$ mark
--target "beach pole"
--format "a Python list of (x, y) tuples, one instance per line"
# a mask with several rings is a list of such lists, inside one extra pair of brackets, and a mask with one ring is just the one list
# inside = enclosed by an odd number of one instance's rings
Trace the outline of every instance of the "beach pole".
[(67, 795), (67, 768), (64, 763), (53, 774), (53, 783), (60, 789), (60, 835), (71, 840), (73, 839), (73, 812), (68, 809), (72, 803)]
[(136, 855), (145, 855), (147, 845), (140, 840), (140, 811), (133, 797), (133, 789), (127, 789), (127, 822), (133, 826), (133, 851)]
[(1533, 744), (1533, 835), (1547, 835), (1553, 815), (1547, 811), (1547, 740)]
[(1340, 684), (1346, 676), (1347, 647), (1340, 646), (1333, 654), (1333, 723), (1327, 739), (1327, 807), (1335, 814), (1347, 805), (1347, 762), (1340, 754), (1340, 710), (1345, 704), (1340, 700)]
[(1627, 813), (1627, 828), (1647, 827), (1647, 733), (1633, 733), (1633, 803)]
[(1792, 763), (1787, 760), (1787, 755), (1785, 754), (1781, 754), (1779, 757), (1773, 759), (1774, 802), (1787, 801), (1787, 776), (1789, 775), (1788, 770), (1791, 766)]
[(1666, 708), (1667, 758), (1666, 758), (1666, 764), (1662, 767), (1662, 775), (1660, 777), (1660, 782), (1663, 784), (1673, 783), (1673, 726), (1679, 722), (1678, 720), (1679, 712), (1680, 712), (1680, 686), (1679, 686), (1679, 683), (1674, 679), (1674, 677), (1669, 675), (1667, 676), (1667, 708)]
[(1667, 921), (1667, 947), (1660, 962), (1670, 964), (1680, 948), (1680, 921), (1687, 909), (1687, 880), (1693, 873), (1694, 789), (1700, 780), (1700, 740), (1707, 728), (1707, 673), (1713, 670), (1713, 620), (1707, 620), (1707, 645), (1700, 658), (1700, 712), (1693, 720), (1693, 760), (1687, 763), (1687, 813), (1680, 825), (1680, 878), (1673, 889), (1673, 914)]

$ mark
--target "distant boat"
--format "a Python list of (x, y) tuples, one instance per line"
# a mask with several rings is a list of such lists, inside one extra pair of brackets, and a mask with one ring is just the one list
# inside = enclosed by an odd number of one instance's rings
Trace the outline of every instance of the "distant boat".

== == ==

__Task to complete__. Line by line, reproduce the data exactly as given.

__Written response__.
$ mark
--target "beach pole"
--format "a Python list of (x, y) tuples, one instance per line"
# a mask with several rings is a list of such lists, inside one extra pair of brackets, and a mask with one ring is just the one list
# inside = enclosed by an odd number of one instance's rings
Trace the outline of every instance of the "beach pole".
[(67, 795), (67, 768), (64, 763), (53, 774), (53, 783), (60, 789), (60, 835), (71, 840), (73, 839), (73, 812), (68, 809), (72, 803)]
[(136, 855), (145, 855), (147, 845), (140, 840), (140, 811), (133, 797), (133, 789), (127, 789), (127, 822), (133, 826), (133, 851)]
[(1533, 744), (1533, 835), (1547, 835), (1553, 815), (1547, 811), (1547, 740)]
[(1340, 684), (1346, 676), (1347, 647), (1340, 646), (1333, 654), (1333, 723), (1327, 739), (1327, 807), (1335, 814), (1347, 805), (1347, 762), (1340, 754), (1340, 710), (1345, 704), (1340, 700)]
[(1627, 813), (1627, 828), (1647, 827), (1647, 733), (1633, 733), (1633, 803)]
[(1792, 763), (1787, 760), (1787, 755), (1785, 754), (1781, 754), (1779, 757), (1773, 759), (1774, 802), (1787, 801), (1787, 776), (1789, 775), (1788, 770), (1791, 766)]
[(1666, 708), (1667, 758), (1666, 758), (1666, 764), (1662, 767), (1662, 775), (1660, 777), (1660, 782), (1663, 784), (1673, 783), (1673, 726), (1679, 722), (1678, 720), (1679, 712), (1680, 712), (1680, 686), (1679, 686), (1679, 683), (1674, 679), (1674, 677), (1669, 675), (1667, 676), (1667, 708)]
[(1667, 921), (1667, 947), (1660, 962), (1670, 964), (1680, 948), (1680, 921), (1687, 909), (1687, 880), (1693, 873), (1694, 789), (1700, 780), (1700, 740), (1707, 728), (1707, 673), (1713, 670), (1713, 620), (1707, 620), (1707, 645), (1700, 658), (1700, 712), (1693, 720), (1693, 760), (1687, 763), (1687, 813), (1680, 825), (1680, 878), (1673, 889), (1673, 914)]

$ mark
--target "distant boat"
--format "a Python list of (x, y) tuples, one instance per line"
# a mask with several rings is a list of such lists, inside one extra pair of brackets, and a mask with one ring is just the one list
# inside = enclosed by an odd number of one instance's rings
Trace the outline of every instance of the "distant boat".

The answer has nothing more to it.